- _DIRECTION 1_
In the passage on military recruiting, how many single-person stations did the Army have left after its cuts during 1991–1995?
- _DIRECTION 2_
For each statement below, say whether the passage on military recruiting agrees with it, and quote the words that decide it.
(a) Figure 3 is adapted from a General Accounting Office report.
(b) The number of high schools in the nation has dropped since the drawdown.
(c) The small recruiting stations that were cut were mostly in urban areas.
- _DIRECTION 3_
Please swap "prospect" for "candidate" and write out the passage on military recruiting again, starting at the words "As others have" and stopping after "and their parents.".

As others have pointed out, these recruiters are managed by independent recruiting structures that have little if any incentive to share market information. Figure 3, adapted from a General Accounting Office report, depicts the four services' recruiting organizations, which mirror each other's elements at each level. By its nature, this current "independent" service recruiting structure discourages cross-service operational communication and causes recruiters to duplicate each other's efforts. It may also backfire, since recruiters from different services, using similar lists, often call the same prospect. The result is repeated intrusion upon the prospect's time and, perhaps, alienation of potential "customers" and their parents.
At the same time that the competition among services creates this redundancy, the services are straining to sustain a minimum set of recruiting stations in the face of downsizing. During the drawdown of 1991–1995, all of the military services were forced to make tough decisions on reductions. A prime cost-cutting strategy was elimination of small or single-person recruiting stations, which were primarily located in rural areas where market potential was limited. For example, during that period the Army reduced its single-person stations from 167 to 55. Of course, this reduced the Army's recruiting presence in rural America. However, the number of high schools and communities in the nation has not been reduced; it remains constant. We argue that by consolidating across services and offloading effort onto civilian telemarketing, DoD could free recruiters to reenter these markets where they have been absent since the drawdown. Moreover, such approaches could free recruiters from tasks that might be done more efficiently by others and allow them to focus their efforts on the job that a military person is best qualified to do: explaining military service and its opportunities to qualified prospects.

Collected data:

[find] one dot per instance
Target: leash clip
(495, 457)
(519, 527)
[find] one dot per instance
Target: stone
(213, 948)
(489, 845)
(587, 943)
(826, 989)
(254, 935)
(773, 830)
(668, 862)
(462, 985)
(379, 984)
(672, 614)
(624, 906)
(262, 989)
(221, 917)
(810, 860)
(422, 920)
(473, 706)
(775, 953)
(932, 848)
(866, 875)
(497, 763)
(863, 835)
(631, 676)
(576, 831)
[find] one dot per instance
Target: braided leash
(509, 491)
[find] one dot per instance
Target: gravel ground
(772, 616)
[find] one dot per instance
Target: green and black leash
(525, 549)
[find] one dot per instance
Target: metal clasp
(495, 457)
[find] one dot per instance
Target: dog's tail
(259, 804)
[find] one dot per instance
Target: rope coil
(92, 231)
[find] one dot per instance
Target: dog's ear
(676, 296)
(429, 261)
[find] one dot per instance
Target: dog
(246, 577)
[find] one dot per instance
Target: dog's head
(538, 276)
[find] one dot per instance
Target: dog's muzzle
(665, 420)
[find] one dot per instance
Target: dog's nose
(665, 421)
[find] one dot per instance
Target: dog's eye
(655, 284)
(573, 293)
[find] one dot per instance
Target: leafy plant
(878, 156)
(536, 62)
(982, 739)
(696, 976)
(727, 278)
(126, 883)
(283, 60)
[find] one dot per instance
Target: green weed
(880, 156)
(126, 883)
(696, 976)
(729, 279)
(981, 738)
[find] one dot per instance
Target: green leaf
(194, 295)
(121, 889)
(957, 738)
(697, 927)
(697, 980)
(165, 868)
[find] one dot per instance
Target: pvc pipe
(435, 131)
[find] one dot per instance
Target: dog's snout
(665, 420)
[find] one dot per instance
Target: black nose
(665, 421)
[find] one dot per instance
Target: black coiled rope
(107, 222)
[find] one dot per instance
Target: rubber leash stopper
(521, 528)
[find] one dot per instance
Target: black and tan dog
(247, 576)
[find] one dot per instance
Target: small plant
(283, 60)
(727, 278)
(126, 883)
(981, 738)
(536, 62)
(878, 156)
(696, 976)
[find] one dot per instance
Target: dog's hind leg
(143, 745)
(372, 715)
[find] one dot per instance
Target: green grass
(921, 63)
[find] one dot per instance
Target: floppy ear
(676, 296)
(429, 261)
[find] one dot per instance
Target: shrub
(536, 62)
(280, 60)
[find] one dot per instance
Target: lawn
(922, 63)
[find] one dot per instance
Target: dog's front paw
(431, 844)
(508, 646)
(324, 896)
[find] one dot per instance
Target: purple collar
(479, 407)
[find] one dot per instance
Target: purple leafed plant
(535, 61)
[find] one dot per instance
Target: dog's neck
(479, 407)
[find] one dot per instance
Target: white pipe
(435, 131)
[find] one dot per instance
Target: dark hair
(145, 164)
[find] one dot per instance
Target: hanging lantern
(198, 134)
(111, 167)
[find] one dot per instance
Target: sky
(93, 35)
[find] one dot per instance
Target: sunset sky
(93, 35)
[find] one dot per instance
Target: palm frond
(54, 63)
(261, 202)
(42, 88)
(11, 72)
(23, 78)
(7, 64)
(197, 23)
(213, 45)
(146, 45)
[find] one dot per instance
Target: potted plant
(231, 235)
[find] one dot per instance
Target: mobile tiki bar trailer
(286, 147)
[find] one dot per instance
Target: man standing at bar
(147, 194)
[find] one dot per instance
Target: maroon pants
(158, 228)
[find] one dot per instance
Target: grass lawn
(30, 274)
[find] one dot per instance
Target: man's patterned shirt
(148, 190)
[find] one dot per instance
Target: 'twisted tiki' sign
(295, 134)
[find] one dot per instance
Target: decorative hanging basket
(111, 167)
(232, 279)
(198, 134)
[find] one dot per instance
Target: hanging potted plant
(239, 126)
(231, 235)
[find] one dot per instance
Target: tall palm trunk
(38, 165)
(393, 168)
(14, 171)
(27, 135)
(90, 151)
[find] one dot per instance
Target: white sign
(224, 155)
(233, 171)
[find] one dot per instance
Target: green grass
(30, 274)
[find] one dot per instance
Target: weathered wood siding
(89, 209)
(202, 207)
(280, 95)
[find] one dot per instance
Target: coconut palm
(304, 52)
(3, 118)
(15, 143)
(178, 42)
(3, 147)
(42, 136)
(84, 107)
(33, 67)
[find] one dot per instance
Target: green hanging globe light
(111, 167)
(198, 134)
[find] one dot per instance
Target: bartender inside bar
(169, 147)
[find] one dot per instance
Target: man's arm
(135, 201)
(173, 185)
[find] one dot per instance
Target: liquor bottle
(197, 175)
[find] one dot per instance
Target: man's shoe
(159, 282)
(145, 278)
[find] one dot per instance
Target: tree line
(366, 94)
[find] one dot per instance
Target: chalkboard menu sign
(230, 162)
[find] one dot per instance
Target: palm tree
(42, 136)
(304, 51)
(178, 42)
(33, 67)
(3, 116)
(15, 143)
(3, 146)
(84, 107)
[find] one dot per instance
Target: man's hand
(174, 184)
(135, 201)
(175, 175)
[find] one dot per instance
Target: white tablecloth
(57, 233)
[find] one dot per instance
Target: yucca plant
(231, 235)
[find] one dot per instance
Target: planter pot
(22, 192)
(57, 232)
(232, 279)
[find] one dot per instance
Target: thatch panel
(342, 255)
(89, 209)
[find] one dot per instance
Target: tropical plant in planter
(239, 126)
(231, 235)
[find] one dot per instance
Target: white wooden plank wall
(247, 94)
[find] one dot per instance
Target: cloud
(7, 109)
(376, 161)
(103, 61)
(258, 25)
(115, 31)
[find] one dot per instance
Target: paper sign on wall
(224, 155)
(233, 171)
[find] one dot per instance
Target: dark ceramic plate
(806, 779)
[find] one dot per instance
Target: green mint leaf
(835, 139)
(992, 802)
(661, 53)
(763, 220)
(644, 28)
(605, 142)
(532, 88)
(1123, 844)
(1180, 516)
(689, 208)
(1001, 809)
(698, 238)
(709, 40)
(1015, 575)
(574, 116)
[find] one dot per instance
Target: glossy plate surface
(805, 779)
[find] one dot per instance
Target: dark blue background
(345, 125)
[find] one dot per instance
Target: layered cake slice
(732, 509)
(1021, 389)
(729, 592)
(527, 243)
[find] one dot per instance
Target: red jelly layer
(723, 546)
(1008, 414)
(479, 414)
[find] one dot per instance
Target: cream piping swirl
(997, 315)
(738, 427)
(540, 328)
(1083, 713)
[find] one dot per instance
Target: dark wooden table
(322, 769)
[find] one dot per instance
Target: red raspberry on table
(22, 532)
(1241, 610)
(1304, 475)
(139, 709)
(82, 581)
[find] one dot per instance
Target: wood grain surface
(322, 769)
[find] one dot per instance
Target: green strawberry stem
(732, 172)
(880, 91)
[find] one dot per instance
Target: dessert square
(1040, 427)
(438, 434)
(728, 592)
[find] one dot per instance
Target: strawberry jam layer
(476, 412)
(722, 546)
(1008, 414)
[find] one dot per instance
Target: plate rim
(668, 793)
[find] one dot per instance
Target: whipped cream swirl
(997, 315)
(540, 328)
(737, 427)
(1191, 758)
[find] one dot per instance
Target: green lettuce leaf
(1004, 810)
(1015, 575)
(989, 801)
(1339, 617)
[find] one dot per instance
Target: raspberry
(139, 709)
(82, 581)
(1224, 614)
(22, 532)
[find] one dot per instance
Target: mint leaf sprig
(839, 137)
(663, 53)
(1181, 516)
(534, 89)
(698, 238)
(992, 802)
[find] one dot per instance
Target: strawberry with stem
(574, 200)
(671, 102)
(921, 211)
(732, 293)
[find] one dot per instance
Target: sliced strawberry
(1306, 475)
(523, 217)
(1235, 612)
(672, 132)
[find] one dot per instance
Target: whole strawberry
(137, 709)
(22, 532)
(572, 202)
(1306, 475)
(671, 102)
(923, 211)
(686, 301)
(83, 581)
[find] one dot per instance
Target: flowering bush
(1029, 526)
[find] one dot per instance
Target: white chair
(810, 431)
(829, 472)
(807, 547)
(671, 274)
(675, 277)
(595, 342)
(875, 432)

- _COMPLETE OUTPUT 1_
55, down from 167.

- _COMPLETE OUTPUT 2_
(a) Yes: "Figure 3, adapted from a General Accounting Office report"
(b) No: "the number of high schools and communities in the nation has not been reduced; it remains constant"
(c) No: "which were primarily located in rural areas where market potential was limited"

- _COMPLETE OUTPUT 3_
As others have pointed out, these recruiters are managed by independent recruiting structures that have little if any incentive to share market information. Figure 3, adapted from a General Accounting Office report, depicts the four services' recruiting organizations, which mirror each other's elements at each level. By its nature, this current "independent" service recruiting structure discourages cross-service operational communication and causes recruiters to duplicate each other's efforts. It may also backfire, since recruiters from different services, using similar lists, often call the same candidate. The result is repeated intrusion upon the candidate's time and, perhaps, alienation of potential "customers" and their parents.